**Data lines**
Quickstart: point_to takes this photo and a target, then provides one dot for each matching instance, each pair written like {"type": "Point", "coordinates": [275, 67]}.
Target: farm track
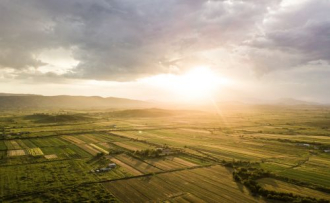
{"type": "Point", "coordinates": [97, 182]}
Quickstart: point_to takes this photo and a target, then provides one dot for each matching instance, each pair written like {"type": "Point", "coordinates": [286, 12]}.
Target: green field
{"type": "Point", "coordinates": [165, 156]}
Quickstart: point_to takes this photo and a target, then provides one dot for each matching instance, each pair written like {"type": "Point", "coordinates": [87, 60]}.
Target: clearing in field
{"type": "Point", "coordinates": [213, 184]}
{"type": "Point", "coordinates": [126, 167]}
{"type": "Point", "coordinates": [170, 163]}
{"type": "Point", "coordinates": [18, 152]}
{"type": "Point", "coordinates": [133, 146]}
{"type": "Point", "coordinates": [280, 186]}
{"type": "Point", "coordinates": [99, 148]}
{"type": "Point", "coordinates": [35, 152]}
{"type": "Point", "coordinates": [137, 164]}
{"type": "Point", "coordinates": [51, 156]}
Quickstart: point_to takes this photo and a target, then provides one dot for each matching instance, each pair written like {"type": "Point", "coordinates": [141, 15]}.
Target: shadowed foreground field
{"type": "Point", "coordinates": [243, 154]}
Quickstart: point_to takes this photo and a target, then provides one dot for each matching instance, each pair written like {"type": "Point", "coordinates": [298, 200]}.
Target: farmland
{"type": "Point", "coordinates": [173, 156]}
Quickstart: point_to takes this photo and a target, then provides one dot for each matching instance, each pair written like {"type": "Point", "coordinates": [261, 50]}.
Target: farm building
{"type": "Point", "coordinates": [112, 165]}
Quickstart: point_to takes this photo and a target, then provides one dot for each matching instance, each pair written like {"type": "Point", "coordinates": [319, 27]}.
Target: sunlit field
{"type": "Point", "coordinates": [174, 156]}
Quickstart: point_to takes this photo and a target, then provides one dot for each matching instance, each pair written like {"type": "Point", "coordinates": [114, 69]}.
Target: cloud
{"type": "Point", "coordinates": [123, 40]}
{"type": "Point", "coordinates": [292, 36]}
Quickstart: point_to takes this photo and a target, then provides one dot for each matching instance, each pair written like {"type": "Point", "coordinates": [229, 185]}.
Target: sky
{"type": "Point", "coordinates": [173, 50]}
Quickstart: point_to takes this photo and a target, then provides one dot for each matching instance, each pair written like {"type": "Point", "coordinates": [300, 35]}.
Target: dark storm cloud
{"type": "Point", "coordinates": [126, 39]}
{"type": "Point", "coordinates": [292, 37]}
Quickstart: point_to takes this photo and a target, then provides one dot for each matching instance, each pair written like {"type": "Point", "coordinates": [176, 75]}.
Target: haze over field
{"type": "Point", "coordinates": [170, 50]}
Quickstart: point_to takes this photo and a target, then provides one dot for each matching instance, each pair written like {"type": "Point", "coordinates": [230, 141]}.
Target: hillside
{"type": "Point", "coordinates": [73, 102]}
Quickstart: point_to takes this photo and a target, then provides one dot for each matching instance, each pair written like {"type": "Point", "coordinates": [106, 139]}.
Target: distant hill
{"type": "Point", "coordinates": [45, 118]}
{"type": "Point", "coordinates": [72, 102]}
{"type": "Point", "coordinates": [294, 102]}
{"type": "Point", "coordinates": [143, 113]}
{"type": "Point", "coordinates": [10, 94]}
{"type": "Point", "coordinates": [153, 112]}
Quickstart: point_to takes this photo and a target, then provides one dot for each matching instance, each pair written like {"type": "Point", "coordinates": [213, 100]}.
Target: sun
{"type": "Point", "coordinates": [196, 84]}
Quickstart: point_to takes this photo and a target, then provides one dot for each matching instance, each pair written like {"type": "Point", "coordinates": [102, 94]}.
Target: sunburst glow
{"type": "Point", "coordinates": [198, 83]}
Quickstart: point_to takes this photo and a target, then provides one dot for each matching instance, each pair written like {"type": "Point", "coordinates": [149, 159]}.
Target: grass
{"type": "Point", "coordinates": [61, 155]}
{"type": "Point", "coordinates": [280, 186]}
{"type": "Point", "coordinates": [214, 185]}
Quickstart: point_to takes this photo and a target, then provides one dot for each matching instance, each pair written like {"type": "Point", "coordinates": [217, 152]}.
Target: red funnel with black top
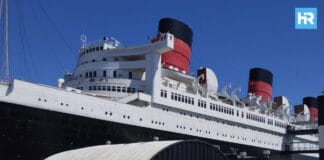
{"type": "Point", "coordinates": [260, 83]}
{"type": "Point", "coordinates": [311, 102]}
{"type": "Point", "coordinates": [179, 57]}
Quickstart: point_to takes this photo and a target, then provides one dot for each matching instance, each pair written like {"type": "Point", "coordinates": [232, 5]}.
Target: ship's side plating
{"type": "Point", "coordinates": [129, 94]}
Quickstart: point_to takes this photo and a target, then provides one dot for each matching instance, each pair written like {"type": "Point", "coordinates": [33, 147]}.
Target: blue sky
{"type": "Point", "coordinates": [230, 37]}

**Objective**
Reproduce the whole listing exactly, but not the images in it.

**Written solution**
Quickstart: point_to takes this photo and a target, then provides one dot for each matching instance, each pair written like {"type": "Point", "coordinates": [275, 67]}.
Target: farm track
{"type": "Point", "coordinates": [97, 182]}
Quickstart: point_to takes this photo and a target, then provides one dot for each matching instance, each pair written like {"type": "Point", "coordinates": [286, 12]}.
Target: green field
{"type": "Point", "coordinates": [165, 156]}
Quickstart: point_to takes this photo and a target, then provides one dot for each matching instance, each pair written like {"type": "Point", "coordinates": [87, 60]}.
Target: clearing in field
{"type": "Point", "coordinates": [213, 184]}
{"type": "Point", "coordinates": [126, 167]}
{"type": "Point", "coordinates": [170, 163]}
{"type": "Point", "coordinates": [18, 152]}
{"type": "Point", "coordinates": [133, 146]}
{"type": "Point", "coordinates": [280, 186]}
{"type": "Point", "coordinates": [99, 148]}
{"type": "Point", "coordinates": [35, 152]}
{"type": "Point", "coordinates": [137, 164]}
{"type": "Point", "coordinates": [51, 156]}
Quickstart: point_to takes this photo and a target, then provides one dot for each matching instance, each pair written like {"type": "Point", "coordinates": [141, 15]}.
Target: shadowed foreground field
{"type": "Point", "coordinates": [243, 154]}
Quickstart: point_to takes this photo and a target, then provides one dot for each matching instance, each pair written like {"type": "Point", "coordinates": [298, 200]}.
Target: farmland
{"type": "Point", "coordinates": [173, 156]}
Quickstart: point_to takes this photo and a target, then provides one dot for each matching instance, each pair written like {"type": "Point", "coordinates": [261, 50]}.
Target: farm building
{"type": "Point", "coordinates": [112, 165]}
Quickstart: point_to takes this photo and a target, then provides one dot for each matching instance, each pair written like {"type": "Point", "coordinates": [319, 27]}.
Target: sunlit field
{"type": "Point", "coordinates": [174, 156]}
Quickstart: point_to takes this photo and a target, then provides one dot for each matching instance, each pair written like {"type": "Point", "coordinates": [114, 69]}.
Target: cloud
{"type": "Point", "coordinates": [123, 40]}
{"type": "Point", "coordinates": [292, 36]}
Quickstart: point_to takes this photo and a target, then provides one dot for each matching instance, each pair written like {"type": "Point", "coordinates": [229, 185]}.
Target: sky
{"type": "Point", "coordinates": [173, 50]}
Quickstart: point_to takes this photo and a target, then provides one dot for each matching instance, each pair written like {"type": "Point", "coordinates": [300, 35]}.
Target: dark storm cloud
{"type": "Point", "coordinates": [126, 39]}
{"type": "Point", "coordinates": [292, 37]}
Quickstart: point_to takes this photo and a target, then provides one dot for each matching instance, each pair written like {"type": "Point", "coordinates": [176, 75]}.
Target: haze over field
{"type": "Point", "coordinates": [170, 50]}
Quickstart: point_to takes this photo and a target, then provides one dot for each matching instance, each pair written like {"type": "Point", "coordinates": [230, 141]}.
Target: hillside
{"type": "Point", "coordinates": [73, 102]}
Quickstart: point_to takes this photo and a target, then provides one dot for each matching instance, each pair written like {"type": "Point", "coordinates": [106, 139]}.
Target: distant hill
{"type": "Point", "coordinates": [45, 118]}
{"type": "Point", "coordinates": [72, 102]}
{"type": "Point", "coordinates": [294, 102]}
{"type": "Point", "coordinates": [143, 113]}
{"type": "Point", "coordinates": [10, 94]}
{"type": "Point", "coordinates": [153, 112]}
Quickstart: point_to takes this photo and a target, then provides one dot for each matching instance, each pair written like {"type": "Point", "coordinates": [213, 100]}.
Target: sun
{"type": "Point", "coordinates": [196, 84]}
Quickstart: point_to takes this photo and a target, then provides one dot for each matching instance, each pair written like {"type": "Point", "coordinates": [102, 94]}.
Target: sunburst glow
{"type": "Point", "coordinates": [198, 83]}
Quickstart: point_to takes this photo and a target, then provides one dot for each matching instance, each pair written like {"type": "Point", "coordinates": [149, 159]}.
Target: grass
{"type": "Point", "coordinates": [61, 155]}
{"type": "Point", "coordinates": [280, 186]}
{"type": "Point", "coordinates": [214, 185]}
Quickstart: point_to takes this photo and a target, then provides one dot for each matching instance, each pair written like {"type": "Point", "coordinates": [217, 152]}.
Target: red funnel with black top
{"type": "Point", "coordinates": [260, 83]}
{"type": "Point", "coordinates": [311, 102]}
{"type": "Point", "coordinates": [179, 57]}
Quickstart: point_to takes this photo and a target, then provides one dot for each matching instance, each pair written like {"type": "Point", "coordinates": [232, 5]}.
Target: ship's side plating
{"type": "Point", "coordinates": [129, 94]}
Quickstart: point_to takes this photo and a target, then provides one dot for each matching instance, each pair written like {"type": "Point", "coordinates": [33, 147]}.
Target: blue sky
{"type": "Point", "coordinates": [230, 37]}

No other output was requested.